◆ **YOUR TASK**: An exact copy of all the data is the expected answer.

--

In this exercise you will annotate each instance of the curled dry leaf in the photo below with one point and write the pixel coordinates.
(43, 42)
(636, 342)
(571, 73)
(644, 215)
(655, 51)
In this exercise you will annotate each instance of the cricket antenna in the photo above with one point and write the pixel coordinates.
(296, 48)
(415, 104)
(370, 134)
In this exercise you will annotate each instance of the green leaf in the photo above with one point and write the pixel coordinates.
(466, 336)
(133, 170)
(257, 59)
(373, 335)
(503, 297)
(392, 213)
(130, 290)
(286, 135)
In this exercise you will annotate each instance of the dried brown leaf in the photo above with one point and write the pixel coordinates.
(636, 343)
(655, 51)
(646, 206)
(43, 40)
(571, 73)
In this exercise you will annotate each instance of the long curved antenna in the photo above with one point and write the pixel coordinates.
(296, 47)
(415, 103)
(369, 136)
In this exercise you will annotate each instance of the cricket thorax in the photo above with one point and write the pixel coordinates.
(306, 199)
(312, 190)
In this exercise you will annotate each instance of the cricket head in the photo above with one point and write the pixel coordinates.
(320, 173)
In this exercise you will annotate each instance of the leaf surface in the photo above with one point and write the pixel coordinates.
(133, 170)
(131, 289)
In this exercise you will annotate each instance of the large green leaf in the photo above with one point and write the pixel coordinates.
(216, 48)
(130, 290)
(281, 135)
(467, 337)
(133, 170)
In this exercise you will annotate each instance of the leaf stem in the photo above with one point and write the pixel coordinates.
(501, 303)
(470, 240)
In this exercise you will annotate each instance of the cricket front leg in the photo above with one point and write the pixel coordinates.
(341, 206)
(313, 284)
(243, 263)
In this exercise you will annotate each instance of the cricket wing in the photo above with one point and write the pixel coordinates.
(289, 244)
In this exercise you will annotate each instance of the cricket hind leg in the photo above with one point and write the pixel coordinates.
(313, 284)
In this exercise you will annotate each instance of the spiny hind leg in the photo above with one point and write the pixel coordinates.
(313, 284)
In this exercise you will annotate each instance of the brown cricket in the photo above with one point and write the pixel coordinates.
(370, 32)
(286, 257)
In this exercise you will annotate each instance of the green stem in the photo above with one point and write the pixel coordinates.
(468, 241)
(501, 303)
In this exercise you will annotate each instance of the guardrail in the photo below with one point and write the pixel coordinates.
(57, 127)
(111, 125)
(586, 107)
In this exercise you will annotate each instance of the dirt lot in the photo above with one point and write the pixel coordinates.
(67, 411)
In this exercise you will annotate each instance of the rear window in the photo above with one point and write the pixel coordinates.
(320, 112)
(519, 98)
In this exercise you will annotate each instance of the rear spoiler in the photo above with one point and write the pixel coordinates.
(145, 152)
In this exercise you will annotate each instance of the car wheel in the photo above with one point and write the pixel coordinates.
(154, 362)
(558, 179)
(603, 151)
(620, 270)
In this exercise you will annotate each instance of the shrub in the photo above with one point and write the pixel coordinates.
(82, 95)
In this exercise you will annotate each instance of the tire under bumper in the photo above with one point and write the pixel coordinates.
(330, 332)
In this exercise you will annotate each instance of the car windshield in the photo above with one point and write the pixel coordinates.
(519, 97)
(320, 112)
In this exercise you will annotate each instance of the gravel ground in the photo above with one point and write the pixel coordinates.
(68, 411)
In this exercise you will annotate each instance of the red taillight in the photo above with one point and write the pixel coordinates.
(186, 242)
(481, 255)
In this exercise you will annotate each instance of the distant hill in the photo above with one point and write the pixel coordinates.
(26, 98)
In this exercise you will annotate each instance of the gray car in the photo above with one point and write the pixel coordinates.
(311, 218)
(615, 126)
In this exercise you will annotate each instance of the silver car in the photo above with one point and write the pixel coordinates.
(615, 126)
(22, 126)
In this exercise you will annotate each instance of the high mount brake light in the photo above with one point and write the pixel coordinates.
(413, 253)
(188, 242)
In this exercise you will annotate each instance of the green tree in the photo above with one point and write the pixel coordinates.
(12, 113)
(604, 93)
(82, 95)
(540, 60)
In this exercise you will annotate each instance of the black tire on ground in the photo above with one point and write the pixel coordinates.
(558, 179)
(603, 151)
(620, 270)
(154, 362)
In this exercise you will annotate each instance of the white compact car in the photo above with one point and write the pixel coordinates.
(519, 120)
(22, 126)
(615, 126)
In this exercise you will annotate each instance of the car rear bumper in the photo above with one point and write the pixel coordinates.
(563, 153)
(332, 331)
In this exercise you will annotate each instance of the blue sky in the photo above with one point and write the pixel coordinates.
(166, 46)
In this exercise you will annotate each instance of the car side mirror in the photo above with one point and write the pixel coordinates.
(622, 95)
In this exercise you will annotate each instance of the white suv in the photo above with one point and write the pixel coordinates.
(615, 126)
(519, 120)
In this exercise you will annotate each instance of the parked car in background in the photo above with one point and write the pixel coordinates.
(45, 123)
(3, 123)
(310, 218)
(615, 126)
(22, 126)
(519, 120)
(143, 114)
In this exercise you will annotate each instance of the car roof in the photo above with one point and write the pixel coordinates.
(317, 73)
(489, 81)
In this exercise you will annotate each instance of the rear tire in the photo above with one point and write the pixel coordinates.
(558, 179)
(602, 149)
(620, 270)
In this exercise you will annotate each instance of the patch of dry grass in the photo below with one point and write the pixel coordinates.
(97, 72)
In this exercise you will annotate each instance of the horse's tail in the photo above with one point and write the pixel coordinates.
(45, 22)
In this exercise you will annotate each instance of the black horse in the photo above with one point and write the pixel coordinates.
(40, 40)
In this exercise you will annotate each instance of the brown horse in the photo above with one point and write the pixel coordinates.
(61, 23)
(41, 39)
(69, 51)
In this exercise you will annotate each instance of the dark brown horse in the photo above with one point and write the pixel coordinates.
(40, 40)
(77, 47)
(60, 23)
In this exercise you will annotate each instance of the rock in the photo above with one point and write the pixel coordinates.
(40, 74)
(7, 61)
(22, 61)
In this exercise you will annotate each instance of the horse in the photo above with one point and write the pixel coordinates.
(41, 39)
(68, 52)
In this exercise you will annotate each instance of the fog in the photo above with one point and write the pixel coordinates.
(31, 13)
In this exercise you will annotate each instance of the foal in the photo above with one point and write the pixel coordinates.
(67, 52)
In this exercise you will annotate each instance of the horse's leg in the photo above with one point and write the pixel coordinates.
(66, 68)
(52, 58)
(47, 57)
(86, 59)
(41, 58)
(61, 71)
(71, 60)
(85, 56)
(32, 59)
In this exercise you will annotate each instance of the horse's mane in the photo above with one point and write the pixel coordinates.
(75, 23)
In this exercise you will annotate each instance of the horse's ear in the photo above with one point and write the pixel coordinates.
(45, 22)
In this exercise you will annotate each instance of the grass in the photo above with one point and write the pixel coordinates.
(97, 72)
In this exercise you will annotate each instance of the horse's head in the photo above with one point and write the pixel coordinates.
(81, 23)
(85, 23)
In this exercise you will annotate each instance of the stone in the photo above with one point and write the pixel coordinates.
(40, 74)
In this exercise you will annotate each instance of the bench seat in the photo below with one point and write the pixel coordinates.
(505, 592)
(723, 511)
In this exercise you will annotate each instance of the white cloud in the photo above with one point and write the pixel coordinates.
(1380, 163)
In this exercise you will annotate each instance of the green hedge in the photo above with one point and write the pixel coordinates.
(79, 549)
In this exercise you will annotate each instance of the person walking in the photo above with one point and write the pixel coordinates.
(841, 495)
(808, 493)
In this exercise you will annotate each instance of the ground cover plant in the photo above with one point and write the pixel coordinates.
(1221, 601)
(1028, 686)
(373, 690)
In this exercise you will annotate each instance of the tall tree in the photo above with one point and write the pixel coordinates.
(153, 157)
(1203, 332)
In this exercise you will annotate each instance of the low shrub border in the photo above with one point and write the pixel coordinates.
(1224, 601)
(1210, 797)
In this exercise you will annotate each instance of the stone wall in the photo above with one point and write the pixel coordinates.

--

◆ **ANSWER TO THE PROBLEM**:
In this exercise you will annotate each instance of the curled dry leaf in the photo below with one point and write the pixel coordinates.
(43, 42)
(636, 342)
(571, 73)
(644, 215)
(655, 51)
In this exercise you will annotate each instance of the cricket antenna in the photo above with one point and write the pixel coordinates.
(296, 48)
(415, 104)
(370, 134)
In this exercise you will annotate each instance of the green leaf in the photo above with one point and write the pixel coordinates.
(466, 336)
(133, 170)
(257, 59)
(373, 335)
(503, 297)
(392, 213)
(130, 290)
(286, 135)
In this exercise you will annotate each instance of the dried brown leaf in the photo above with one point and write the pixel coordinates.
(636, 343)
(655, 51)
(646, 206)
(43, 40)
(571, 73)
In this exercise you will annotate each instance of the long curved antenna in the photo above with one point and write the pixel coordinates.
(296, 47)
(415, 103)
(369, 136)
In this exercise you will annotate each instance of the cricket thorax in the photo above with one point and write the pixel coordinates.
(306, 199)
(312, 190)
In this exercise you will annotate each instance of the cricket head in the photo above with one point and write the pixel coordinates.
(320, 173)
In this exercise you will annotate each instance of the leaf surface in the photo above with one point and write the pixel coordinates.
(133, 170)
(131, 289)
In this exercise you will annotate each instance of the large green leaf in the photo above with one point and write the pixel coordinates.
(216, 48)
(130, 290)
(281, 135)
(467, 337)
(133, 170)
In this exercise you will annotate each instance of the leaf stem in the photo above with one point and write the pixel coordinates.
(501, 303)
(470, 240)
In this exercise you will annotate each instance of the cricket front leg in the photo above with one point and write the pixel coordinates.
(341, 206)
(313, 284)
(243, 263)
In this exercise you will annotate each instance of the cricket wing in the photo above with one point and write the pixel coordinates.
(289, 244)
In this exercise you will annotate each instance of the cricket hind leg in the photo above with one point and write the pixel coordinates.
(313, 284)
In this exercise you will annotate each instance of the spiny hind leg in the photo above with one point and write the pixel coordinates.
(313, 284)
In this exercise you will annotate each instance of the brown cricket in the photo above with one point and write the pixel coordinates.
(370, 32)
(286, 257)
In this exercise you will annotate each instance of the green stem in the photo above with one point and write the pixel coordinates.
(468, 241)
(501, 303)
In this exercise you will annotate each instance of the guardrail in the photo below with one point and write the pixel coordinates.
(57, 127)
(111, 125)
(586, 107)
In this exercise you will annotate each instance of the dirt lot in the photo above with one point and write the pixel coordinates.
(67, 411)
In this exercise you will annotate each instance of the rear window in the photo above with one point and write the pixel coordinates.
(320, 112)
(519, 98)
In this exercise you will annotate each instance of the rear spoiler in the photo above with one point and write the pixel coordinates.
(145, 152)
In this exercise you will annotate each instance of the car wheel in the photo above with one point and write the pixel coordinates.
(154, 362)
(558, 179)
(603, 151)
(620, 270)
In this exercise you will annotate each instance of the shrub in the photo above with one point and write the pixel coordinates.
(82, 95)
In this exercise you will annotate each instance of the tire under bumper in the photo above with one point and write the pixel coordinates.
(330, 332)
In this exercise you will annotate each instance of the car windshield in the photo above with one point and write the pixel coordinates.
(519, 97)
(320, 112)
In this exercise you will annotate each instance of the gravel ground in the photo above with one point and write the pixel coordinates.
(68, 411)
In this exercise you will annotate each instance of the red taillight in the photo above with one point and write the pixel coordinates.
(186, 242)
(481, 255)
In this exercise you will annotate each instance of the distant hill in the photo above with one point and write the pixel coordinates.
(26, 98)
In this exercise you will annotate each instance of the gray car in the photo above with one point and write the pixel coordinates.
(311, 218)
(615, 126)
In this exercise you will annotate each instance of the silver car in the photo above with one point and write the pixel coordinates.
(615, 126)
(22, 126)
In this exercise you will annotate each instance of the high mount brake light in the photo above with one point and write the pixel coordinates.
(413, 253)
(188, 242)
In this exercise you will annotate each instance of the green tree in the photo above with one point and write the pixel coordinates.
(12, 113)
(604, 93)
(82, 95)
(540, 60)
In this exercise you will annotate each instance of the black tire on ground in the photo above with one point and write the pixel coordinates.
(558, 179)
(603, 151)
(620, 270)
(154, 362)
In this exercise you will annotate each instance of the white compact car in the photo above with one point and write the pixel coordinates.
(519, 120)
(22, 126)
(615, 126)
In this exercise you will annotate each instance of the car rear bumper in the photo above with one point and write the pixel coordinates.
(563, 153)
(332, 331)
In this exercise you will annotate each instance of the blue sky in the photo above with one point and write the pixel coordinates.
(166, 46)
In this exercise you will annotate each instance of the car side mirror in the photo above with one point and write the pixel coordinates.
(622, 95)
In this exercise you will annotate each instance of the white suv in the photo above with one point and write the pixel coordinates.
(615, 126)
(519, 120)
In this exercise you will annotate each instance of the parked car in background in the photo above with one point and write the pixel coordinates.
(45, 123)
(3, 123)
(310, 218)
(615, 126)
(22, 126)
(519, 120)
(143, 114)
In this exercise you will annotate each instance of the car roof in the photo above with one point and write the pixel coordinates.
(317, 73)
(489, 81)
In this exercise you will annotate each instance of the rear tire in the photo above with one point and write the pixel coordinates.
(558, 179)
(602, 149)
(620, 270)
In this exercise you will annotate each instance of the patch of dry grass in the photo below with one point and write the pixel coordinates.
(97, 72)
In this exercise you will annotate each instance of the horse's tail in the photo above with one point and write the pixel coordinates.
(45, 22)
In this exercise you will annotate each instance of the black horse in the photo above with one point and write the pixel coordinates.
(40, 40)
In this exercise you will annotate each instance of the brown horse in the photo above with one point and write the pixel coordinates.
(61, 23)
(41, 39)
(69, 51)
In this exercise you will annotate each instance of the dark brown horse in the photo above with one point and write the pixel coordinates.
(40, 40)
(77, 47)
(60, 23)
In this exercise you will annotate each instance of the rock in the photo above with one point and write the pixel coordinates.
(40, 74)
(7, 61)
(22, 61)
In this exercise you will annotate each instance of the horse in the photo above with one point and write the pixel coordinates.
(41, 39)
(68, 52)
In this exercise you will annotate each instance of the fog in the photo above with one point and write the pixel coordinates.
(31, 13)
In this exercise you will annotate each instance of the foal in the photo above with one point and write the pixel coordinates.
(67, 52)
In this exercise you will annotate each instance of the horse's leg in the photo above with one point and write the pixel coordinates.
(66, 68)
(52, 58)
(47, 57)
(86, 59)
(41, 58)
(61, 71)
(71, 60)
(85, 56)
(32, 59)
In this exercise you will annotate each instance of the horse's mane in the photo above with one point and write the pixel coordinates.
(75, 23)
In this exercise you will annotate each instance of the horse's ear in the photo above with one point and write the pixel coordinates.
(45, 22)
In this exercise you will annotate each instance of the grass in the photo above with one point and write the pixel coordinates.
(97, 72)
In this exercise you will annotate each instance of the horse's head in the photo above with one point and write the pixel coordinates.
(81, 23)
(85, 23)
In this exercise you will annotate each instance of the stone in the photo above with one point and write the pixel coordinates.
(40, 74)
In this exercise you will annotate each instance of the bench seat in the photo below with one point and write the pixel coordinates.
(505, 592)
(723, 511)
In this exercise you will annotate each instance of the white cloud in the photo above with one point and write the pixel coordinates.
(1380, 163)
In this exercise you will annotate each instance of the green hedge in the photo above with one point and write the pixel coordinates.
(79, 549)
In this exercise you will annotate each instance of the person walking in the photo above with one point and write the pixel coordinates.
(841, 495)
(808, 493)
In this exercise you will annotate each instance of the ground cover plant in the photo above with one point and write the pixel coordinates.
(1221, 601)
(1028, 686)
(373, 690)
In this exercise you will annotate each instance of the tall tree in the photo above with one point and write the pixel coordinates.
(153, 157)
(1203, 332)
In this exercise you will annotate each instance of the low shrub border in the photo above with one point and write the pixel coordinates.
(1224, 601)
(1210, 797)
In this exercise you will annotate each instance of the stone wall in the photo above with one point and write the pixel coordinates.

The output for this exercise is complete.